Reproduce each line of the listing exactly.

>> START EXCERPTED RECORDS

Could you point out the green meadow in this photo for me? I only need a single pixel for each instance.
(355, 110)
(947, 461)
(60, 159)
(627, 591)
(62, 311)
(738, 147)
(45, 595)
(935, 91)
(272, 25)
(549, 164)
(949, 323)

>> END EXCERPTED RECORDS

■ **ANSWER TO THIS TASK**
Could you point out the green meadow in this photo for me? I only need a single pixel for each instance.
(355, 110)
(947, 461)
(60, 159)
(627, 591)
(62, 311)
(738, 147)
(45, 595)
(935, 91)
(272, 25)
(549, 164)
(949, 323)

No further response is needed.